• _DESCRIPTION OF THE TASK_:
Arrange every line of all the entries below as a numbered list, omitting blank lines. Leave the pictures out.

(Collection entries)
---+---
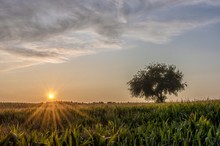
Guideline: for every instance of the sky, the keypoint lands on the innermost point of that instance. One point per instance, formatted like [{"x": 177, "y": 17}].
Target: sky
[{"x": 87, "y": 50}]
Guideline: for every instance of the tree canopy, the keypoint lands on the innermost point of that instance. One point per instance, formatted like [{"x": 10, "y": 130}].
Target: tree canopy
[{"x": 156, "y": 81}]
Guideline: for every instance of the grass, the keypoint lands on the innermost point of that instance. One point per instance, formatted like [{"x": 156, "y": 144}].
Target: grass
[{"x": 67, "y": 123}]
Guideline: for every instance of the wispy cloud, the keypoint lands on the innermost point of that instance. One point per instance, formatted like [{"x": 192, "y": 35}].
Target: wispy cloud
[{"x": 34, "y": 32}]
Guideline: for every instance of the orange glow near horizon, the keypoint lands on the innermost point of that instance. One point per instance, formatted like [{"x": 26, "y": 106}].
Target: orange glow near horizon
[{"x": 51, "y": 96}]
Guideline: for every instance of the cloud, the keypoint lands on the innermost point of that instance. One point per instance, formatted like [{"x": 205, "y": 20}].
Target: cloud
[{"x": 35, "y": 32}]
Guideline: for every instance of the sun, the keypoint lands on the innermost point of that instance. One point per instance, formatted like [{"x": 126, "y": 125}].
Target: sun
[{"x": 51, "y": 96}]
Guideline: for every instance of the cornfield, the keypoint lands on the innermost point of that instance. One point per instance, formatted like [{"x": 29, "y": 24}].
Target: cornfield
[{"x": 124, "y": 124}]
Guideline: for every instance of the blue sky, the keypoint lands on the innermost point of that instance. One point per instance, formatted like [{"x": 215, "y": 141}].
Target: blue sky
[{"x": 88, "y": 50}]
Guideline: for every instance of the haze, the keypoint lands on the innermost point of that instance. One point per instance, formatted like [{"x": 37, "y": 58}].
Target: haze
[{"x": 86, "y": 51}]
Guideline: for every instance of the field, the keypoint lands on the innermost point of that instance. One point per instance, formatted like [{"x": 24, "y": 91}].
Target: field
[{"x": 125, "y": 124}]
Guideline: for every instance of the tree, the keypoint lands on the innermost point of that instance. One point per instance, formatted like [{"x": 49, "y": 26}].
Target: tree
[{"x": 156, "y": 81}]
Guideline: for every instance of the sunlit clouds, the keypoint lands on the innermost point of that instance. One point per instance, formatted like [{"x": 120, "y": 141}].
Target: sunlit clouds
[{"x": 48, "y": 31}]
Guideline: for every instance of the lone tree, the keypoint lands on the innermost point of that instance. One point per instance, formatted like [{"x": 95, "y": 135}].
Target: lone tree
[{"x": 155, "y": 81}]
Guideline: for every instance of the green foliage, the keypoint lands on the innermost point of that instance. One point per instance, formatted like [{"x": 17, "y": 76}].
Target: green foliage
[
  {"x": 155, "y": 81},
  {"x": 195, "y": 124}
]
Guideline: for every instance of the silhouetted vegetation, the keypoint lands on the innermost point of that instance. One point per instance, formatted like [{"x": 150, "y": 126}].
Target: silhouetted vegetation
[{"x": 155, "y": 81}]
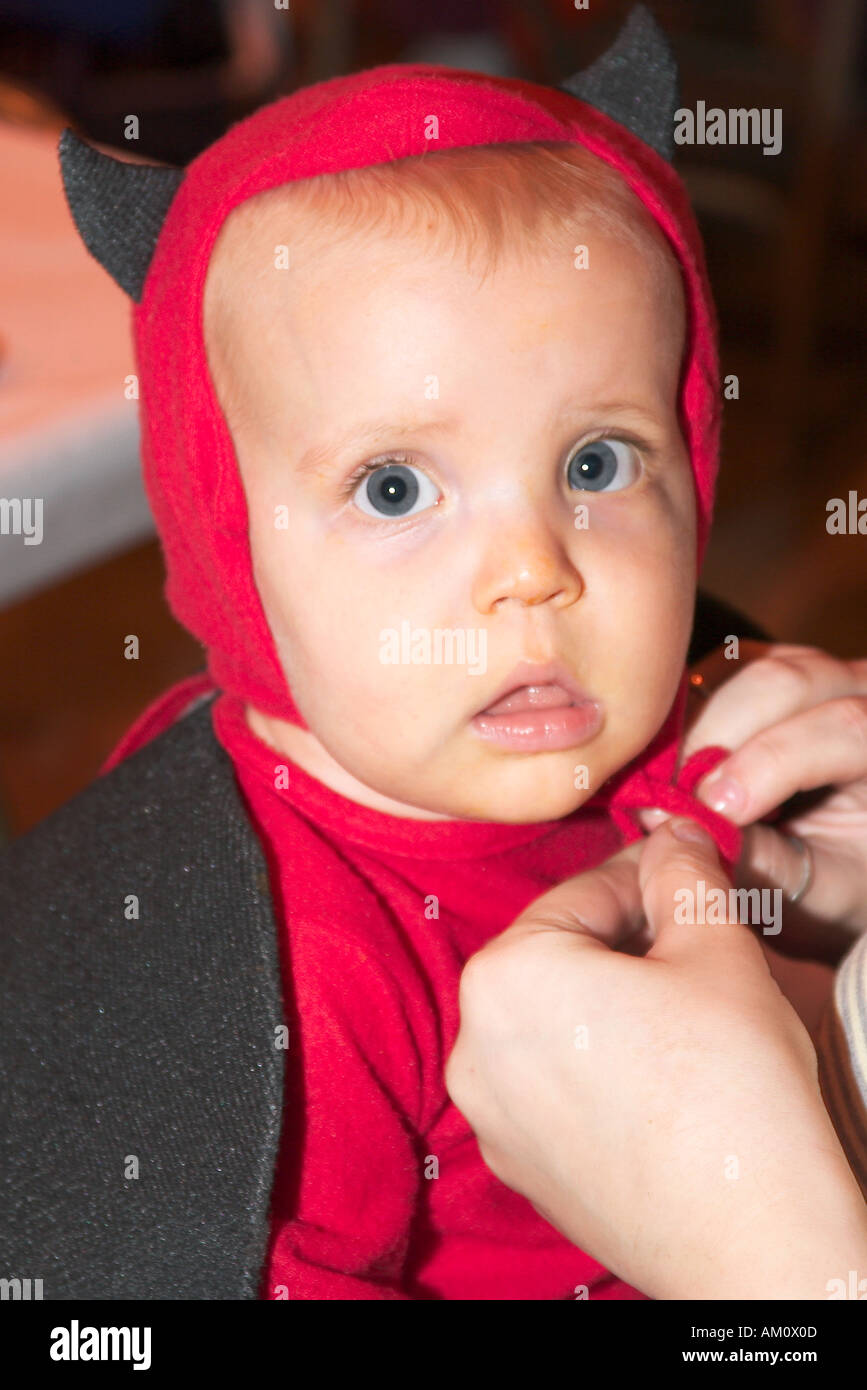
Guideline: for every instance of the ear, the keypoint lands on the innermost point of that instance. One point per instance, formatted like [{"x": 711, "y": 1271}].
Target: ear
[
  {"x": 635, "y": 82},
  {"x": 117, "y": 207}
]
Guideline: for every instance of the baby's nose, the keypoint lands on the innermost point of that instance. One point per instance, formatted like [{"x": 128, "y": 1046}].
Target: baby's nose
[{"x": 527, "y": 570}]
---+---
• _SOLUTION TO THIS EXERCISE_:
1. Guideline: for every instance of the sky, the keypoint lands on the innermost point of that instance. One point per instance, formatted like [{"x": 177, "y": 17}].
2. Target: sky
3. [{"x": 87, "y": 50}]
4. Guideline: for every instance of the tree canopy, the keypoint lands on the innermost point of that instance. One point per instance, formatted like [{"x": 10, "y": 130}].
5. Target: tree canopy
6. [{"x": 156, "y": 81}]
7. Guideline: for every instance of the grass, the keypoint lands on the innermost point of that instance. One point per instance, formatted like [{"x": 156, "y": 144}].
8. Target: grass
9. [{"x": 67, "y": 123}]
10. Guideline: for every instance of the wispy cloud, the keypoint lands on the innermost point of that instance. One point per instance, formatted like [{"x": 192, "y": 35}].
11. Target: wispy cloud
12. [{"x": 34, "y": 32}]
13. Guideline: for every instance of the orange glow near horizon, the keypoint lands on the innermost point of that instance. One point per instance, formatted like [{"x": 26, "y": 106}].
14. Target: orange glow near horizon
15. [{"x": 51, "y": 96}]
16. Guideline: for every instance of the cloud, the keypoint lands on the innermost point of that instance. One point per instance, formatted like [{"x": 205, "y": 20}].
17. Target: cloud
18. [{"x": 35, "y": 32}]
19. Guideline: for every instance of the sun, the keypoint lands on the innermost point of that instance. One point per instance, formatted like [{"x": 126, "y": 125}].
20. Target: sun
21. [{"x": 51, "y": 96}]
22. Guideline: for every instance of the cornfield, the keypoint lands on the innermost point of that instance. One point per instance, formatted like [{"x": 29, "y": 24}].
23. Target: cornfield
24. [{"x": 124, "y": 124}]
25. Guideline: for every instance of the blue sky, the keypoint lands on the innermost point of that instance. One point per instance, formatted like [{"x": 215, "y": 141}].
26. Target: blue sky
27. [{"x": 88, "y": 50}]
28. Guideline: for every instance of the haze, the keypoint lands on the innermost point of that instance. One point per instance, formatted like [{"x": 37, "y": 58}].
29. Target: haze
30. [{"x": 86, "y": 51}]
31. Guideline: for every instance of the field, the keypoint lands on the innermost point of that instance. One point per instance, formatted like [{"x": 24, "y": 91}].
32. Target: field
33. [{"x": 125, "y": 124}]
34. Guideline: for every instance of the tree, the keypoint lands on the innermost point of that instance. One point per instance, formatted like [{"x": 49, "y": 26}].
35. Target: tree
36. [{"x": 156, "y": 81}]
37. Guideline: for every instance of the sunlit clouds, the keypoint lands on the innermost point of that instance. One point per instance, formatted like [{"x": 120, "y": 141}].
38. Target: sunlit clouds
39. [{"x": 48, "y": 31}]
40. Guideline: for every instance of the lone tree, the keypoint lands on the innermost point of that instance. One point per instance, formatted like [{"x": 95, "y": 135}].
41. Target: lone tree
42. [{"x": 155, "y": 81}]
43. Guideline: for every instance of the green foliage, the keypoint lands on the innermost point of that instance. One point per instance, formatted like [{"x": 17, "y": 76}].
44. Target: green foliage
45. [
46.   {"x": 155, "y": 81},
47.   {"x": 195, "y": 124}
48. ]
49. Guideline: for every instance of the silhouetted vegetation, the keypoint lands on the innermost point of that instance. One point per instance, formatted like [{"x": 150, "y": 126}].
50. Target: silhouetted vegetation
51. [{"x": 155, "y": 81}]
52. Guideline: for every instance of the ear, the keypoint lands on the innermost point of that instance. One point per instance, formatted like [{"x": 711, "y": 1271}].
53. Target: ear
54. [
55.   {"x": 635, "y": 82},
56.   {"x": 117, "y": 207}
57. ]
58. Guideline: for every instance of the baby's nose, the keypoint lands on the innermost point of that instance. One point per instance, formatted like [{"x": 128, "y": 1046}].
59. Target: baby's nose
60. [{"x": 527, "y": 570}]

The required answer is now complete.